## Job
Offset each bounding-box coordinate by -75 in the data below. Start at the first line of the data and stop after the line that contains "69, 272, 159, 300", keep every line in that span, and leave all other text unchanged.
#####
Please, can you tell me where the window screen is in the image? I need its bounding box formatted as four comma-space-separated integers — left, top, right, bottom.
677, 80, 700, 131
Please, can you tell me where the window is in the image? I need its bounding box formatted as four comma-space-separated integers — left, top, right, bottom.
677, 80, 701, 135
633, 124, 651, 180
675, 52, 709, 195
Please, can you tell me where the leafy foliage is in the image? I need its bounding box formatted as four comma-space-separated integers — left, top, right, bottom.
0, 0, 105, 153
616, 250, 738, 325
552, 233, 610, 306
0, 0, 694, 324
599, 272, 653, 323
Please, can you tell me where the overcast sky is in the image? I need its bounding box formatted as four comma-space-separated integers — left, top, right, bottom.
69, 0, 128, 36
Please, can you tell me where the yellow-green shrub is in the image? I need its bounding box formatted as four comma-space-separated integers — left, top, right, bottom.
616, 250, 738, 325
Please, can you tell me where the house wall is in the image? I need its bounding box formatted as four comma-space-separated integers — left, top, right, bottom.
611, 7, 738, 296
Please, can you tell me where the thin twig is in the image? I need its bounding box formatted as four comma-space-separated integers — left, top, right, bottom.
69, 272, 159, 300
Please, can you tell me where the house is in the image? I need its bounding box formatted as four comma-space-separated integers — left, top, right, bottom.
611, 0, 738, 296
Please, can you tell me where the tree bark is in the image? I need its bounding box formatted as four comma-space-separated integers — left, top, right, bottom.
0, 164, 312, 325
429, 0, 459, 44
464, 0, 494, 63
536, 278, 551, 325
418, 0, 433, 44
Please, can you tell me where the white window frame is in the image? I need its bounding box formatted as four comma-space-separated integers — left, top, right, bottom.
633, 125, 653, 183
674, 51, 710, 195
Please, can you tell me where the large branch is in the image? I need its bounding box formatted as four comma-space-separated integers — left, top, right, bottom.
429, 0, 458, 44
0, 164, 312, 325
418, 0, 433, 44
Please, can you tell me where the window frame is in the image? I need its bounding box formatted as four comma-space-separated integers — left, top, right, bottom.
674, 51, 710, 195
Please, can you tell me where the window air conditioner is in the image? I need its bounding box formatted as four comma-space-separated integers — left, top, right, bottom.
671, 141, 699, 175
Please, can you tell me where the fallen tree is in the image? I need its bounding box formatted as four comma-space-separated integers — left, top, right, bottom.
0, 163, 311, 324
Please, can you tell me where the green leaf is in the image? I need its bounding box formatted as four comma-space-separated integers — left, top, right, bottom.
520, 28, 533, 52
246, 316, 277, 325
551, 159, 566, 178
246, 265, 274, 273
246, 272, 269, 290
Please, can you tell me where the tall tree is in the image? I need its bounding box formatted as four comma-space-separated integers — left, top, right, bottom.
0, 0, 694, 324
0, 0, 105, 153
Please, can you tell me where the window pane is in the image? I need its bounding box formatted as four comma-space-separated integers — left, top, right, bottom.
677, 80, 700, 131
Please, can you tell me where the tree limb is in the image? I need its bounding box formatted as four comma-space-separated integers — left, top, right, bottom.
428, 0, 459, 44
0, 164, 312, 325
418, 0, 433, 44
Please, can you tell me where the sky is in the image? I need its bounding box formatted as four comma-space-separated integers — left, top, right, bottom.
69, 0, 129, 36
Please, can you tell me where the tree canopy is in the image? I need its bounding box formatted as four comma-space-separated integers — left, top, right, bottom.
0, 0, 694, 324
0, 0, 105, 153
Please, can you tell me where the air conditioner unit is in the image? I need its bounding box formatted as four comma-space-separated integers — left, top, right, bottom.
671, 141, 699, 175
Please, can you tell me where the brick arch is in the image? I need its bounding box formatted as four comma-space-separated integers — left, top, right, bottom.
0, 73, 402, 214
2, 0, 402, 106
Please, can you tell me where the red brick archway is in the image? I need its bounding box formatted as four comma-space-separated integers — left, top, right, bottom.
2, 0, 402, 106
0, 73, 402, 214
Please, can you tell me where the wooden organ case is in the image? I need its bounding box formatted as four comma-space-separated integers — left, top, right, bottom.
#####
## Response to this exercise
Please, can you tell me where the window screen is in the image? I need its bounding box formatted as four comma-space-separated integers — left, top, right, bottom.
602, 5, 625, 56
Please, can you tell me where the window is in the image? I need its bounding box formatted as four comma-space-separated integers — left, top, right, bottom.
602, 5, 626, 60
558, 49, 576, 105
600, -23, 634, 120
Please, can you tell me where the leafy foliage is in the image? I need its bounding box formatted as four comma-space-separated integers — left, top, right, bottom.
-75, -75, 30, 78
541, 175, 663, 250
477, 158, 535, 231
-75, -75, 619, 249
524, 197, 578, 248
Please, can you tell me where the overcast sky is in the image? I need its bounding box formatted as four comma-space-separated integers — left, top, right, bottom.
-6, -75, 53, -39
Please, can you tell me where the yellow-green shrub is in the image? I need its bounding box formatted as four comma-space-separated integers — left, top, right, bottom.
541, 175, 663, 250
Please, can you tell me where the house wall is in the image? I need its bounding box formatted as four comma-space-separated integers — left, top, right, bottom.
536, -68, 663, 221
Please, can you tell me where the thin twig is in the image? I need its bounding box formatted as four comma-space-separated integers — left, top, right, bottom.
-6, 197, 84, 225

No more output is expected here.